*WRITTEN TASKS*:
(A) Please return everything in the Koda Kumi DVD article from "Live Tour 2009: Trick (stylized" down to "of 100,000 copies.".
(B) According to the Koda Kumi DVD article, which release began her streak of number-one concert releases?
++++ TEXT SHOWN ++++
Video by Koda Kumi
- Released: 21 October 2009 (DVD) 18 May 2011 (Blu-ray) 20 March 2013 (rental live CD)
- Recorded: 2009
- Genre: Pop, R&B, J-pop, dance-pop
- Label: Rhythm Zone
- Producer: Koda Kumi

Koda Kumi chronology
| Fan Club Event 2008: Let's Party Vol. 1 (2008) | Live Tour 2009: Trick (2009) | 2009 Taiwan Live (2009) |

= Live Tour 2009: Trick =

Live Tour 2009: Trick (stylized as Koda Kumi Live Tour 2009 ~TRICK~) is the tenth DVD by Japanese pop artist Koda Kumi. It charted at No. 1 on the Oricon Weekly charts and stayed on the charts for six weeks.

The limited editions came with a holographic cover and a bonus DVD.

The DVD is certified Gold for shipment of 100,000 copies.

==Information==
Live Tour 2009 ~Trick~ is Japanese singer-songwriter Kumi Koda's tenth DVD release and sixth concert DVD. The DVD charted at No. 1 on Oricon, continuing her streak of number-one concert releases, which began in 2005 with Secret First Class Limited Live, and remained on the charts for twenty-nine weeks. Live Tour 2009 ~Trick~ had been certified Gold for over 100,000 being shipping, according to the Recording Industry Association of Japan.
++++ PROVIDED MATERIAL ++++
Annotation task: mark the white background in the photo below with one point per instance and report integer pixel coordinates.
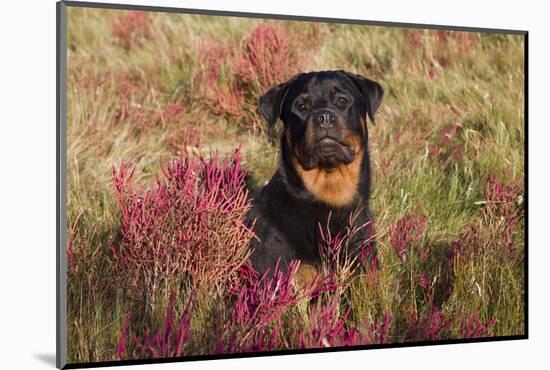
++++
*FINAL ANSWERS*:
(A)
Live Tour 2009: Trick (stylized as Koda Kumi Live Tour 2009 ~TRICK~) is the tenth DVD by Japanese pop artist Koda Kumi. It charted at No. 1 on the Oricon Weekly charts and stayed on the charts for six weeks.

The limited editions came with a holographic cover and a bonus DVD.

The DVD is certified Gold for shipment of 100,000 copies.

(B) Secret First Class Limited Live, in 2005.